What this task involves:
Repeat verbatim every line of the material, beginning at the line that holds "If you could pin the parked" and ending at its last line.

Material for the task:
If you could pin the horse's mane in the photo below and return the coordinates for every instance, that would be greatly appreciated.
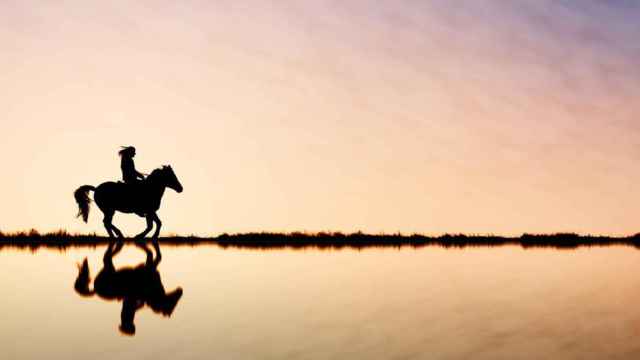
(157, 172)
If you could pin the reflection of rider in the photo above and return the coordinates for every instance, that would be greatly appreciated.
(129, 173)
(134, 286)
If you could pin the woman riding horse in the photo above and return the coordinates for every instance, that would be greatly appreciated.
(143, 200)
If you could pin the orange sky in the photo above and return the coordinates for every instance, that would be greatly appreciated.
(277, 116)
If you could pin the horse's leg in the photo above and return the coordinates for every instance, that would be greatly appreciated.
(111, 229)
(156, 245)
(108, 218)
(147, 230)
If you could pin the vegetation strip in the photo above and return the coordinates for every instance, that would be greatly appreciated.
(322, 240)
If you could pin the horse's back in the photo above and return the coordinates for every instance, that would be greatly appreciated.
(112, 196)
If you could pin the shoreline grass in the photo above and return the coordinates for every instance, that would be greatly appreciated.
(323, 240)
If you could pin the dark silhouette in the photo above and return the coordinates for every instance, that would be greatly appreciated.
(129, 173)
(142, 198)
(134, 286)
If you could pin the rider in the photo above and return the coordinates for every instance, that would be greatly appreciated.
(129, 173)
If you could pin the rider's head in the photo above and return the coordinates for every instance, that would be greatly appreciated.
(127, 151)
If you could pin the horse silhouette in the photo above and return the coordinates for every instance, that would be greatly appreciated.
(134, 286)
(142, 198)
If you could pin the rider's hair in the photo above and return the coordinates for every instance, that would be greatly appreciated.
(126, 151)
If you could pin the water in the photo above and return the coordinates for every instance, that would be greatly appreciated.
(428, 303)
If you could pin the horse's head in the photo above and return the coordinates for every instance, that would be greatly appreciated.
(169, 178)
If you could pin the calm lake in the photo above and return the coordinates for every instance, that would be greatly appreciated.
(378, 303)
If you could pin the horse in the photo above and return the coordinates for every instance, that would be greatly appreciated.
(141, 198)
(134, 286)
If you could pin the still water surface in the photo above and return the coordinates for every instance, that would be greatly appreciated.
(386, 303)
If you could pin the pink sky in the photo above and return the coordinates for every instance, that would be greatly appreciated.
(411, 116)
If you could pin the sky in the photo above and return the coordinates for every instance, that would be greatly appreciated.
(438, 116)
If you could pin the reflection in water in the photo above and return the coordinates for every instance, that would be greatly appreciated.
(134, 286)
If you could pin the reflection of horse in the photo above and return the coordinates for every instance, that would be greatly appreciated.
(135, 286)
(141, 198)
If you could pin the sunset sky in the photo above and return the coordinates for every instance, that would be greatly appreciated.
(382, 116)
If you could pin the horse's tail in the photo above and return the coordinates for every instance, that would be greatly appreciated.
(82, 281)
(83, 200)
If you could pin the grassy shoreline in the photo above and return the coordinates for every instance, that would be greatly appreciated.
(62, 240)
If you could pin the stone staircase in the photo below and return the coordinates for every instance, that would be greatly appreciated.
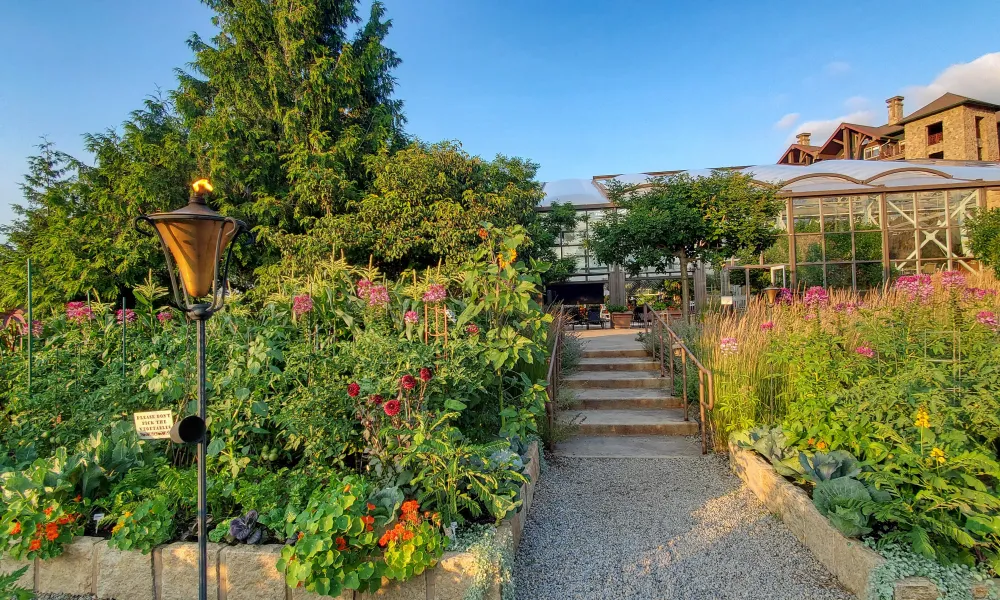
(621, 393)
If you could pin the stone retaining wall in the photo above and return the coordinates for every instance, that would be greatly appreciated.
(850, 561)
(89, 566)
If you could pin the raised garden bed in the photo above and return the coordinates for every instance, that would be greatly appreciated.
(89, 566)
(849, 560)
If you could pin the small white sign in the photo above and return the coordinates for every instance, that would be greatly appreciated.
(153, 424)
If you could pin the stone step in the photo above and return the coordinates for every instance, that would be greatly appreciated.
(598, 398)
(616, 379)
(618, 364)
(667, 421)
(633, 353)
(632, 446)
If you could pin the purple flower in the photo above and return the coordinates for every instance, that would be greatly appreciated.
(128, 315)
(988, 318)
(378, 295)
(78, 312)
(865, 351)
(301, 305)
(952, 279)
(435, 293)
(915, 286)
(815, 296)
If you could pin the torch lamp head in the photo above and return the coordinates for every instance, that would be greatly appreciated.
(195, 239)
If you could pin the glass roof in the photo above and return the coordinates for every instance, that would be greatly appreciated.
(829, 175)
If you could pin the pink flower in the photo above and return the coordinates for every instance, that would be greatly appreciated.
(815, 296)
(78, 312)
(129, 315)
(435, 293)
(952, 279)
(915, 286)
(301, 305)
(378, 295)
(391, 408)
(408, 382)
(363, 287)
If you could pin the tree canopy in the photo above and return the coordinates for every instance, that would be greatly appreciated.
(290, 111)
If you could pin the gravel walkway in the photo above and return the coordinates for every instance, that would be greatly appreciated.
(677, 528)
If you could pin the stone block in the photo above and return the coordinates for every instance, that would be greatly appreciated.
(72, 572)
(249, 573)
(412, 589)
(915, 588)
(179, 570)
(26, 581)
(123, 574)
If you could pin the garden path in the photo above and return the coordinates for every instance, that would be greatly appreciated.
(647, 517)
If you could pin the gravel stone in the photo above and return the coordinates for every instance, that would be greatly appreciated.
(677, 528)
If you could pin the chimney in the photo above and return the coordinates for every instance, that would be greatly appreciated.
(895, 109)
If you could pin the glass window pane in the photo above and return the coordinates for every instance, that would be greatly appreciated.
(778, 252)
(839, 276)
(868, 245)
(810, 275)
(837, 214)
(869, 275)
(930, 209)
(933, 243)
(962, 204)
(960, 242)
(808, 248)
(866, 212)
(805, 212)
(838, 246)
(899, 210)
(902, 245)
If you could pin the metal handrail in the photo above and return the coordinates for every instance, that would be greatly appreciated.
(552, 378)
(706, 379)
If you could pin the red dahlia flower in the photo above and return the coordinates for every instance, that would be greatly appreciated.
(391, 408)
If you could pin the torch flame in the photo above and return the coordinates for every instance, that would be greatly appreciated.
(202, 185)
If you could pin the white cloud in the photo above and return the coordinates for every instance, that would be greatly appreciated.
(821, 129)
(837, 67)
(979, 79)
(856, 103)
(786, 121)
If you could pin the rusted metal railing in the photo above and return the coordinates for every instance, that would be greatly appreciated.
(658, 327)
(552, 378)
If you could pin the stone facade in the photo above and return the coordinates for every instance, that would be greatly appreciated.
(959, 140)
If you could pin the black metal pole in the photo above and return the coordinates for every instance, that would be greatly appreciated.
(202, 488)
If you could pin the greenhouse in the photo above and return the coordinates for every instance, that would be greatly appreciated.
(847, 223)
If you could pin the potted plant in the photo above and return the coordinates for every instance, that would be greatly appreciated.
(621, 318)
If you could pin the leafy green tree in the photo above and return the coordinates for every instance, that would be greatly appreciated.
(680, 218)
(984, 238)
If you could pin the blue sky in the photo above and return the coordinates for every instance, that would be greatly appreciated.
(582, 87)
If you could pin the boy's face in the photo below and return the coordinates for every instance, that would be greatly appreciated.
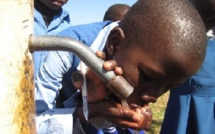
(152, 72)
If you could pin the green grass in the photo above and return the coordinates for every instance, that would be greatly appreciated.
(158, 109)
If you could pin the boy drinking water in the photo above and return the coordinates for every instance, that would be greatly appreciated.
(157, 45)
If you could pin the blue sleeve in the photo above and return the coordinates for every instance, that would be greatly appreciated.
(60, 65)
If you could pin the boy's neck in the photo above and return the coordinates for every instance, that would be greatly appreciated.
(108, 56)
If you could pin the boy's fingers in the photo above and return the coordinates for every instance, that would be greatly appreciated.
(101, 55)
(109, 65)
(77, 79)
(118, 71)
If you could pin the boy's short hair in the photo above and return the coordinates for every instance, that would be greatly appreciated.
(176, 19)
(116, 12)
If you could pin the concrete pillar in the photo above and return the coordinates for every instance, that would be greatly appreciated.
(17, 107)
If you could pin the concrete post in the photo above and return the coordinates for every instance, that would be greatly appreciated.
(17, 107)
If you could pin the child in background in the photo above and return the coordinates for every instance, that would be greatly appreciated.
(191, 106)
(152, 60)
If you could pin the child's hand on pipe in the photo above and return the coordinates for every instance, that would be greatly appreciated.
(138, 119)
(96, 89)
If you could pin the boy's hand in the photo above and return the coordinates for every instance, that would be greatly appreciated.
(138, 119)
(96, 89)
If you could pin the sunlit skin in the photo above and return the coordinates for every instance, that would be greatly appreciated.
(150, 72)
(152, 61)
(54, 4)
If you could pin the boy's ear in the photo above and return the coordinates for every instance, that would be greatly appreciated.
(115, 40)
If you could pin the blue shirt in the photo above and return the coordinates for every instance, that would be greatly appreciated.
(59, 23)
(58, 66)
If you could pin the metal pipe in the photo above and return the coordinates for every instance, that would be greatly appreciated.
(117, 84)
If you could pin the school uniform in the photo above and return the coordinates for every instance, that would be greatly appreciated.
(191, 106)
(60, 22)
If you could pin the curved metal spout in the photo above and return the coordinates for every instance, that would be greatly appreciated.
(117, 84)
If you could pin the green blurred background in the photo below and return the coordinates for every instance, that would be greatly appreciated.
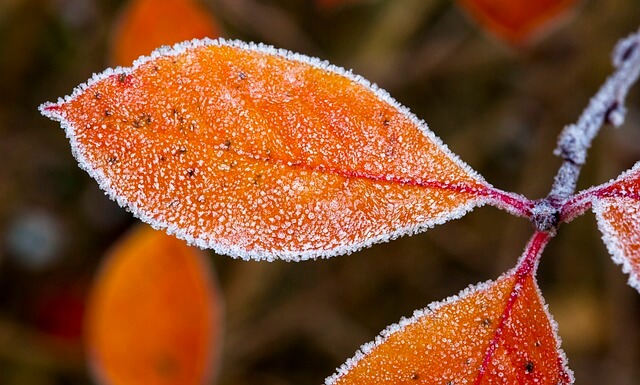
(286, 323)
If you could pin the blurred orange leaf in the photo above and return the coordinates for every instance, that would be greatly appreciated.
(261, 153)
(495, 333)
(145, 25)
(516, 21)
(154, 313)
(331, 4)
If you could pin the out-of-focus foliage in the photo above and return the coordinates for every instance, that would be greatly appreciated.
(500, 110)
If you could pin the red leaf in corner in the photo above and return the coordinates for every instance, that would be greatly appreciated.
(516, 21)
(494, 333)
(154, 313)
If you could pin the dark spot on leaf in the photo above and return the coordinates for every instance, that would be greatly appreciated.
(628, 52)
(142, 120)
(167, 366)
(529, 367)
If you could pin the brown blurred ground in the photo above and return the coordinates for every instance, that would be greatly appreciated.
(286, 323)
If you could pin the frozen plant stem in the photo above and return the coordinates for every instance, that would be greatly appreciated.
(607, 106)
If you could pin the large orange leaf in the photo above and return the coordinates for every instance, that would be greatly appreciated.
(617, 208)
(154, 313)
(145, 25)
(262, 153)
(516, 21)
(495, 333)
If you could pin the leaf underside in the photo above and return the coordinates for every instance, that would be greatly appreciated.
(261, 153)
(480, 337)
(617, 208)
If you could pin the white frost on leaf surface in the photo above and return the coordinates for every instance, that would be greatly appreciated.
(619, 221)
(448, 342)
(214, 166)
(616, 205)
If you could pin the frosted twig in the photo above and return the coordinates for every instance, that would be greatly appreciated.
(607, 106)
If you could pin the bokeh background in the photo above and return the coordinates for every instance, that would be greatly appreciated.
(500, 109)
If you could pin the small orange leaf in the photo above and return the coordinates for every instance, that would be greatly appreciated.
(617, 208)
(145, 25)
(262, 153)
(495, 333)
(154, 313)
(516, 21)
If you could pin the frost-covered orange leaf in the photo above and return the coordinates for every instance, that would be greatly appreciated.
(145, 25)
(154, 313)
(617, 208)
(494, 333)
(516, 21)
(262, 153)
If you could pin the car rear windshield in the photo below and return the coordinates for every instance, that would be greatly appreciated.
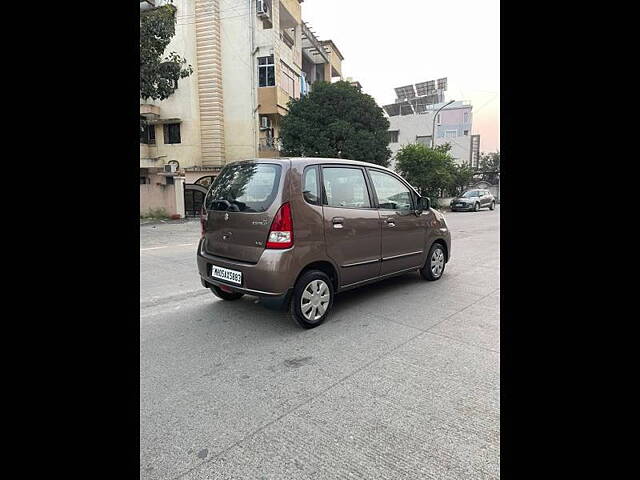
(245, 187)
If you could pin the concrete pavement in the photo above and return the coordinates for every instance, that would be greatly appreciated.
(401, 382)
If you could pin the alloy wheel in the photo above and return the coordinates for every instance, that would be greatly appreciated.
(315, 300)
(437, 262)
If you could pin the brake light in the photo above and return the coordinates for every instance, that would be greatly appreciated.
(281, 231)
(203, 221)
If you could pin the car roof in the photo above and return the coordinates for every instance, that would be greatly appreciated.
(314, 161)
(322, 160)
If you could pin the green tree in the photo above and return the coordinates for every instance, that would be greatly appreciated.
(159, 74)
(336, 120)
(430, 171)
(462, 177)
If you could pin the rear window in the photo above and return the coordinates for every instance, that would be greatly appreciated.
(245, 187)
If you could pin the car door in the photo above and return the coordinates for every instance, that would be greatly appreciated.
(403, 230)
(351, 223)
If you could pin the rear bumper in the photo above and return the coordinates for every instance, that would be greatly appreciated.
(275, 302)
(270, 277)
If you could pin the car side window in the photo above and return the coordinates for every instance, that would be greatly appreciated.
(392, 193)
(345, 187)
(310, 186)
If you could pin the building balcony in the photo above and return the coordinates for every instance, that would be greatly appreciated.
(149, 111)
(269, 147)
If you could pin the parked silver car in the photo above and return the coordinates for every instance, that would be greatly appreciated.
(473, 200)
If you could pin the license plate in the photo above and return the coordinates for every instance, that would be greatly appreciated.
(232, 276)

Exercise output:
If you could pin the parked silver car in the photo above and return the coordinates for every instance, that would be greatly appreciated.
(473, 200)
If you could pin the license plate in the photo above and return the coordinates for every instance, that would be greatly appreciated.
(232, 276)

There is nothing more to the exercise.